** BEGIN Records to process **

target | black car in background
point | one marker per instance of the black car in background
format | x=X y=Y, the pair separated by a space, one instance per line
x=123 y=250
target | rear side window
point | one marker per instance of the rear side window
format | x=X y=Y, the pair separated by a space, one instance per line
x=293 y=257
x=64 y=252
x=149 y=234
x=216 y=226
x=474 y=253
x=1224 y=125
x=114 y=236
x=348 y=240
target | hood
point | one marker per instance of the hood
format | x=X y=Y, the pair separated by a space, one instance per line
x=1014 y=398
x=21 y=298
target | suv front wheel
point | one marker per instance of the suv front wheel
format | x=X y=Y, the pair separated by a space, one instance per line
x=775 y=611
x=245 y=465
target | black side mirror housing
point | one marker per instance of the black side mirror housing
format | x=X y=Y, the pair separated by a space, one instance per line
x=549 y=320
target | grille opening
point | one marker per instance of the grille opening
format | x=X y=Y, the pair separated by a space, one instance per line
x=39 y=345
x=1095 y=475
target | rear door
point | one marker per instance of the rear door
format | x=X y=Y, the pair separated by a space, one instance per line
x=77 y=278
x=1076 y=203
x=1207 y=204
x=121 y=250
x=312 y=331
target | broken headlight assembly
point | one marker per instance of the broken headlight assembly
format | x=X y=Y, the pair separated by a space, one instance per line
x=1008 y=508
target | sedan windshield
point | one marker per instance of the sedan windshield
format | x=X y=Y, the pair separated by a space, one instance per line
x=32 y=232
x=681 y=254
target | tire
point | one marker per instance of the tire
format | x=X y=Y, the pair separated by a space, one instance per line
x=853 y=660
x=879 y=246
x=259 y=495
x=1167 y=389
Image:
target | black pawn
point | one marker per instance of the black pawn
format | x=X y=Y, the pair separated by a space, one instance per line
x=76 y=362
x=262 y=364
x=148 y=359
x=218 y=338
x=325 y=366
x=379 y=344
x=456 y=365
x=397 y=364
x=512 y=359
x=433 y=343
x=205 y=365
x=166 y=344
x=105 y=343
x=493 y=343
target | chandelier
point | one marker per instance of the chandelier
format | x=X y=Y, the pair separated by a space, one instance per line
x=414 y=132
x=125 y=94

** END Records to process **

#### [Problem to work on]
Can you quote the whole listing above, line for line, without changing a single character?

#### [Solution to the exercise]
target | black car in background
point | one marker per instance of the black car in background
format | x=X y=Y, the pair separated by a space, one instance per line
x=123 y=250
target | rear side window
point | one marker per instance of the rear side window
format | x=X y=Y, the pair separated by a space, one instance per line
x=293 y=257
x=64 y=252
x=149 y=234
x=216 y=226
x=474 y=253
x=1224 y=125
x=114 y=236
x=348 y=240
target | hood
point | one marker per instance of the hood
format | x=X y=Y, the pair separated by a space, one instance per line
x=1014 y=398
x=21 y=298
target | suv front wheel
point | one marker per instance of the suv front wheel
format | x=X y=Y, the pair separated by a space, one instance per line
x=775 y=611
x=245 y=465
target | black side mirror housing
point | one marker per instance of the black side mirror housing
format | x=X y=Y, the pair separated by a space, one instance per line
x=549 y=320
target | grille opening
point | one marker per instance of the grille opening
format | x=X y=Y, the pair separated by a space, one instance per line
x=39 y=345
x=1095 y=475
target | rear door
point | one marker per instance of the rear door
format | x=X y=Y, the pair separated by a space, one instance per line
x=77 y=278
x=1076 y=203
x=1207 y=204
x=121 y=250
x=312 y=331
target | broken headlight assembly
point | one marker per instance of the broken headlight assembly
format | x=X y=Y, the pair separated by a space, one instance per line
x=1008 y=508
target | sedan windshield
point | one marker per instance of the sedan windshield
format | x=X y=Y, the pair separated by a space, one instance per line
x=32 y=232
x=681 y=254
target | tire
point | one marker per instance of the tire
format | x=X y=Y, the pair separated by a space, one instance per line
x=853 y=660
x=879 y=246
x=259 y=495
x=1167 y=389
Image:
target | black pawn
point | one marker per instance of the black pawn
format | x=X y=Y, the pair separated by a space, one instance per line
x=76 y=362
x=262 y=364
x=148 y=359
x=218 y=338
x=325 y=366
x=379 y=344
x=456 y=365
x=397 y=364
x=512 y=359
x=433 y=343
x=205 y=365
x=166 y=344
x=105 y=343
x=493 y=343
target | chandelier
point | one marker per instance of the chandelier
format | x=X y=Y, the pair separated by a space, one instance per line
x=414 y=132
x=125 y=94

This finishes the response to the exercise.